**OBJECTIVE:** Extend the mailing-list reply about export regulations and paper versus electronic works, starting right after its final sentence.

[Date Prev][Date Next][Thread Prev][Thread Next][Date Index][Thread Index]
Re: [cpe:4972] ISBN and EAR
Steve Schear wrote (without any carriage returns, forcing me to
do his goddamn editing for him):
> The Administration, through the EAR, has attempted to maintain
the fiction that there is a qualitative difference between intellectual
works made tangible in paper and those in electronic form. Can a
Federal court's introduction of evidence procedure be used to establish
the interchageability of IP works in paper and elecronic form and if so
can these rules be applied to the EAR?
Certainly, if a decent attorney is given sufficient financial
incentive to pursue the matter.
A lot of 'case law' is based on the bottomless pit of government
legal funding setting precedents in cases where short-funded defence
lawyers and defendants/plaintiffs cannot afford the time and expense
to adequately match the government's ante and/or raises in the legal
poker game.

**INFORMATION SUPPLIED:**
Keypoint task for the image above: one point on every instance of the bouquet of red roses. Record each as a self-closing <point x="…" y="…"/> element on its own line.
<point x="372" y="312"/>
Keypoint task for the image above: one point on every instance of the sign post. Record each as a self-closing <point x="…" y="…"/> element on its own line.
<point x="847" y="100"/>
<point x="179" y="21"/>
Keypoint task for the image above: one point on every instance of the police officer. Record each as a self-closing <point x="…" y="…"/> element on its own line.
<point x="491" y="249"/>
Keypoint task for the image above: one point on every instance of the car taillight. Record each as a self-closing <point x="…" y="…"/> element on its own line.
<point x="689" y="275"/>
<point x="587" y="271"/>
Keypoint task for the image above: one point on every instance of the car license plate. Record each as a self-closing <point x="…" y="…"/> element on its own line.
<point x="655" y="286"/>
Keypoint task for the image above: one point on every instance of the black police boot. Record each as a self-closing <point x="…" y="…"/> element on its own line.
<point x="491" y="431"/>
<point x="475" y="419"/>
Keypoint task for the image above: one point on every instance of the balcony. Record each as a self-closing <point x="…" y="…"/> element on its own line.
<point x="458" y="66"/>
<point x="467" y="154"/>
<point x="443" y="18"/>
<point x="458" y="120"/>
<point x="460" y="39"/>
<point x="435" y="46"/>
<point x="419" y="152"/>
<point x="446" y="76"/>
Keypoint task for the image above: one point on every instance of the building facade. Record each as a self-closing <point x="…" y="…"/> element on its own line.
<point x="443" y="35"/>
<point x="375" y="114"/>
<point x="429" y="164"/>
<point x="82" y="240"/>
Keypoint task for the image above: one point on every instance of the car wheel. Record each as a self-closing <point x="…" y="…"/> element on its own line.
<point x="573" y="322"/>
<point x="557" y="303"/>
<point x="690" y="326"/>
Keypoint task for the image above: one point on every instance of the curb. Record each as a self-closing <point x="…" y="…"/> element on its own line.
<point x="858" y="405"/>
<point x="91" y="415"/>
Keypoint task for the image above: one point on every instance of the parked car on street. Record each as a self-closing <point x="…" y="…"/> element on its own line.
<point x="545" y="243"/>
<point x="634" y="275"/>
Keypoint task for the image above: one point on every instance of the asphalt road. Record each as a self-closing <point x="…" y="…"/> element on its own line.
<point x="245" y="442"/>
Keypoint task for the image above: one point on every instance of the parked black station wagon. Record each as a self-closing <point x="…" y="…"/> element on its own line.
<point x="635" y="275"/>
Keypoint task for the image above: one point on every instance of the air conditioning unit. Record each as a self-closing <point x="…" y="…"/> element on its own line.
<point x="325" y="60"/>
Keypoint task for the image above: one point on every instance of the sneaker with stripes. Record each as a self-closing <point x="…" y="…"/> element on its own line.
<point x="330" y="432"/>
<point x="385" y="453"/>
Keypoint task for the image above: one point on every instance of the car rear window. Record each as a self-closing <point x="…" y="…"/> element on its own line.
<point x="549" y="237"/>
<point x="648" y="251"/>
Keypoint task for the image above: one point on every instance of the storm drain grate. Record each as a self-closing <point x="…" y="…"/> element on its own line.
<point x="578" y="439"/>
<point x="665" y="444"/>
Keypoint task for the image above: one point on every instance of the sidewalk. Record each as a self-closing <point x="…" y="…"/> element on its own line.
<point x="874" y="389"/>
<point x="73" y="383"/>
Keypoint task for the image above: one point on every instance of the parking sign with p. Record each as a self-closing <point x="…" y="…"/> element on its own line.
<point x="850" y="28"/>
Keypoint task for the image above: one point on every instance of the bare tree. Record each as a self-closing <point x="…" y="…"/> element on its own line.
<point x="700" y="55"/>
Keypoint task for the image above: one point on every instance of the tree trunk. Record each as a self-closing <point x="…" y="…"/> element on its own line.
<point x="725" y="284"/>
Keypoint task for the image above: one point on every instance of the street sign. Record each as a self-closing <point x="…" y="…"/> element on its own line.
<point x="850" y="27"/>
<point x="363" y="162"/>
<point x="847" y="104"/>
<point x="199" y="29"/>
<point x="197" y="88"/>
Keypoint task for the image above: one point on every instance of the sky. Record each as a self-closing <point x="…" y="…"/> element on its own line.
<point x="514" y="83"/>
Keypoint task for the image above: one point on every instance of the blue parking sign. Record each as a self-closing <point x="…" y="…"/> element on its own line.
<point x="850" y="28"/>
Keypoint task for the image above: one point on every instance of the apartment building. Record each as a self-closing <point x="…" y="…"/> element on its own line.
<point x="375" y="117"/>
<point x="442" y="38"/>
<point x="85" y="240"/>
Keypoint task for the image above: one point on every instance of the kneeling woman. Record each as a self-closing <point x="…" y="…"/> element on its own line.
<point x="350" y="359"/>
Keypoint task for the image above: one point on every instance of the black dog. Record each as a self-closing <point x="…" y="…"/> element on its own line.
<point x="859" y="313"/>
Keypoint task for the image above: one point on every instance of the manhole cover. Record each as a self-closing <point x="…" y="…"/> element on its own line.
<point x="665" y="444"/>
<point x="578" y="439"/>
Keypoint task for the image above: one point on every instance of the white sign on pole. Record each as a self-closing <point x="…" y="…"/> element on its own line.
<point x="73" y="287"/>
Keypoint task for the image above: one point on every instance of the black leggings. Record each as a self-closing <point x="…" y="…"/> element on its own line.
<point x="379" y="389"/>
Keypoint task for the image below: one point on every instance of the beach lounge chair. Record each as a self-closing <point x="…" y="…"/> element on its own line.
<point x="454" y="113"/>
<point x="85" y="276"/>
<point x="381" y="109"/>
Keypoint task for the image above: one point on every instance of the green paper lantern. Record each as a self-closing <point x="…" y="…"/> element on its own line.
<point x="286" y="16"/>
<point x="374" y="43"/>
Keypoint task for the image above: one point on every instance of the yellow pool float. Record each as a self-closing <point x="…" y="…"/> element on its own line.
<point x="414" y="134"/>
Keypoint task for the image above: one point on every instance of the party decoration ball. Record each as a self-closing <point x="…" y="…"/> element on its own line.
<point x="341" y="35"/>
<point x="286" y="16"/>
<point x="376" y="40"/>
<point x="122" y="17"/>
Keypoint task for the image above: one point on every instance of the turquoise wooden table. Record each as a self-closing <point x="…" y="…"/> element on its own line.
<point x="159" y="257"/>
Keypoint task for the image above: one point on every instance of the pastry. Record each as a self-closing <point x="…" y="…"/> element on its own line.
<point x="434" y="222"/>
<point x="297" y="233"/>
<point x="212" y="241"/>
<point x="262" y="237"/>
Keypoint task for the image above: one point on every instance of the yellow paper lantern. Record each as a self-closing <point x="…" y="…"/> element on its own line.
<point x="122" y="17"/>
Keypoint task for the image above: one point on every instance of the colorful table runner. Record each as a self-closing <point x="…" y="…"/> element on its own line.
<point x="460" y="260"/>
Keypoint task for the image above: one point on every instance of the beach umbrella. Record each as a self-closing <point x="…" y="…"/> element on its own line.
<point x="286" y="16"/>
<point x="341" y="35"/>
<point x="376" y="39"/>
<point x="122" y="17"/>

**RESULT OF THIS EXERCISE:**
i.e. - the government agents 'buy the pot.' (no pun intended)
Bad and marginal legal rulings accumulate to establish a base of
questionable legal precedent. When a legal concept is later challenged
in a case where the stakes are high, the defense/plaintiffs often have
the cards already stacked against them.
i.e. - the odds are *always* with 'the house.'
> The ISBN system was established in 1968 as a standard for books and
other monographic publications. Today, the scope of the system has
expanded to include other media such as calendars, spoken word
audiocassettes, videocassettes and electronic media.
>
> Might this direction a legally fruitful way to overturn the EAR
fiction?
Certainly, as long as a challenge is not mounted by a terroist,
pedophile, drug-dealer, cryptographer, nigger, queer, or <shudder>
<barf> LIBERAL.
Not that I'm getting cynical in my old age, but if one wants to
make a true difference in this regard they might consider foregoing
the usual legal challenges and punching out their spouse's lover
on the Jerry Springer show.
Nixon was framed!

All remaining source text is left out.